=== Your instructions ===
The goal is an unaltered copy of the records below, minus any images.

=== Data excerpts ===
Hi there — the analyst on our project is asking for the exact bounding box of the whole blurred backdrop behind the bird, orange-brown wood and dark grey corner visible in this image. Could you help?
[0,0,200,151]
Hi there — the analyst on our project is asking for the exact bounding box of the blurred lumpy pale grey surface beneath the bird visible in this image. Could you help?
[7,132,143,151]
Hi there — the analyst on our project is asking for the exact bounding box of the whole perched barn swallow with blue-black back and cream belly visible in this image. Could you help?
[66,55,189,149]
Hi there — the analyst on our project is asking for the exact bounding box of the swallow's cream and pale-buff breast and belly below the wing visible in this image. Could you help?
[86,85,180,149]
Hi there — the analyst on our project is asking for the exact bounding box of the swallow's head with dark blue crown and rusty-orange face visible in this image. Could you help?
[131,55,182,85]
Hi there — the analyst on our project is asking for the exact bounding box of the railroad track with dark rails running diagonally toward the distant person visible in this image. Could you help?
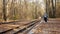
[0,20,40,34]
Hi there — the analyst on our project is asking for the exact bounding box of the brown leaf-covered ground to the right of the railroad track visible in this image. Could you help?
[29,18,60,34]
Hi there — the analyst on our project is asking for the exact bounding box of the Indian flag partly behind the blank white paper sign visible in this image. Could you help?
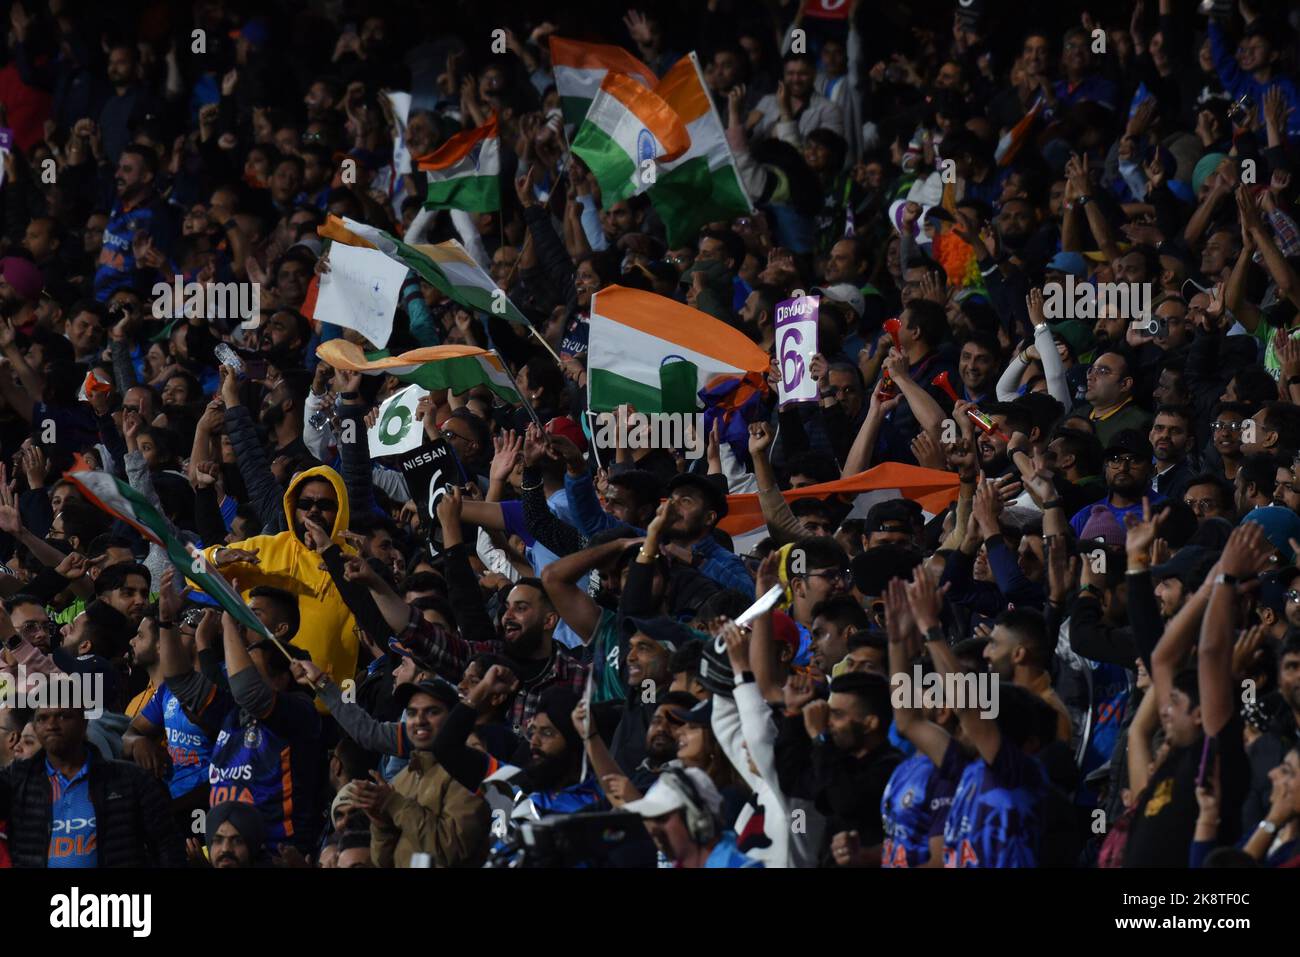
[316,216,529,325]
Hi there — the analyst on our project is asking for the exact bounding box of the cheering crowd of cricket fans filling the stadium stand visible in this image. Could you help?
[0,0,1300,867]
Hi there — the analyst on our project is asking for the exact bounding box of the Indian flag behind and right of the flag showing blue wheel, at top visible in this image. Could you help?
[646,53,754,247]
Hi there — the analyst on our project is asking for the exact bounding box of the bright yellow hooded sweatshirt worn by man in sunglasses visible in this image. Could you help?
[204,465,359,696]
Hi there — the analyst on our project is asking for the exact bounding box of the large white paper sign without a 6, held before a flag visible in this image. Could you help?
[315,243,407,348]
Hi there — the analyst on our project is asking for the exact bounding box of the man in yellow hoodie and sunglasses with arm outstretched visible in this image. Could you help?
[204,465,358,683]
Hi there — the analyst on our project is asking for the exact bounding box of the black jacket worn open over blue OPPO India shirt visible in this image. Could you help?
[0,745,186,867]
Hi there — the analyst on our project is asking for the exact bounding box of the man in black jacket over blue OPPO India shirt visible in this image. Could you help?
[0,707,185,867]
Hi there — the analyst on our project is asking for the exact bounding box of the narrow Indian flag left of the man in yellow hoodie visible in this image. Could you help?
[64,468,270,638]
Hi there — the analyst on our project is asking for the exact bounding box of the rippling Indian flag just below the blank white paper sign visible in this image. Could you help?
[316,339,521,403]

=== Your solution ===
Hi there — the analyst on our project is asking for the exact bounding box of the whole blurred backdrop behind the bird, orange-brown wood and dark grey corner visible in this image. Could you help?
[0,0,200,151]
Hi there — the analyst on our project is asking for the exact bounding box of the blurred lumpy pale grey surface beneath the bird visible in this image. Could you help?
[7,132,143,151]
Hi there — the analyst on our project is asking for the exact bounding box of the whole perched barn swallow with blue-black back and cream belly visible in this image. Could you help?
[66,55,189,149]
Hi there — the analyst on our project is asking for the exact bounding box of the swallow's cream and pale-buff breast and belly below the wing visible in this image. Could you help?
[86,85,180,149]
Hi there — the analyst on our project is asking for the exact bounding box of the swallow's head with dark blue crown and rusty-orange face visible in this image. Could you help?
[131,55,182,85]
Hi there — the analyst on our project is asking for the exact bounding box of the railroad track with dark rails running diagonally toward the distant person visible in this image. Could you help?
[0,20,40,34]
Hi there — the analyst on our project is asking for the exact bounding box of the brown leaf-covered ground to the right of the railroad track visible in this image. Could you help?
[29,18,60,34]
Hi there — the analyst on our project is asking for the exact bounding box of the Indian flag partly behind the blank white paper sign visible in this image. Could you help?
[316,216,529,325]
Hi there — the analyst on our project is asking for the exact bounding box of the cheering crowd of cricket fans filling the stadium stand visible in this image. Could you help?
[0,0,1300,867]
Hi there — the analyst on our project is asking for the exact bounding box of the Indian flag behind and right of the flag showing blue wheel, at top visible in this image. Could you help?
[646,53,754,247]
Hi there — the analyst on our project is asking for the exact bounding box of the bright yellow hooded sweatshirt worn by man in sunglasses visible in this image. Could you help?
[204,465,359,696]
Hi there — the analyst on our project is asking for the exact bounding box of the large white paper sign without a 6, held before a flag visible in this image. Could you help?
[315,243,407,348]
Hi there — the analyst on our project is asking for the exact bounding box of the man in yellow hoodie and sunglasses with arm outstretched visible in this image. Could you help?
[204,465,358,683]
Hi there — the analyst on our project is asking for the exact bounding box of the black jacket worn open over blue OPPO India shirt visible in this image. Could you help?
[0,745,186,867]
Hi there — the analyst on our project is asking for the exact bounding box of the man in black jacket over blue OPPO India shirt visible in this image. Could you help?
[0,707,185,867]
Hi there — the analyst on our project is asking for the exact bounding box of the narrow Indian flag left of the man in yellow hoodie visible in this image. Could you help?
[64,468,270,638]
Hi there — the analyst on our project is asking for the exact bounding box of the rippling Indian flag just below the blank white paper sign visible in this image. Could you help?
[316,339,521,403]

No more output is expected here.